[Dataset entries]
☆ ☆ ☆ ☆ ☆ ☆ ☆

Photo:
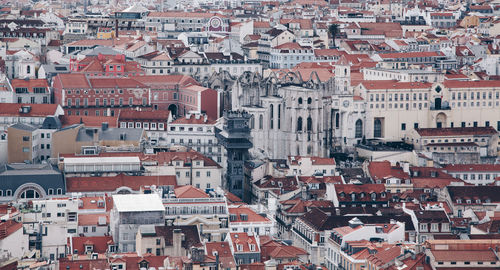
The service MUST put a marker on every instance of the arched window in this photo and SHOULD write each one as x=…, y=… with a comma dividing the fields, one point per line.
x=271, y=116
x=30, y=194
x=377, y=128
x=279, y=116
x=359, y=129
x=299, y=124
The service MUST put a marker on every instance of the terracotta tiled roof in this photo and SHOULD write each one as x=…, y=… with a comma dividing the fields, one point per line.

☆ ☆ ☆ ☆ ☆ ☆ ☆

To do:
Return only those lines that run from the one containing "of the arched" through the end of the entries, keeping each exactly as written.

Response area:
The service MUST put a marker on every instance of the arched window in this photo and SHOULD write each one as x=…, y=… with a comma dividing the fields, one point per line.
x=271, y=116
x=30, y=194
x=377, y=128
x=279, y=116
x=359, y=129
x=299, y=124
The service MUST put a marker on every instance of the terracotta tiled roof in this photo and SHOULD write each one as x=…, y=… with a comma dividing the fields, one point per line.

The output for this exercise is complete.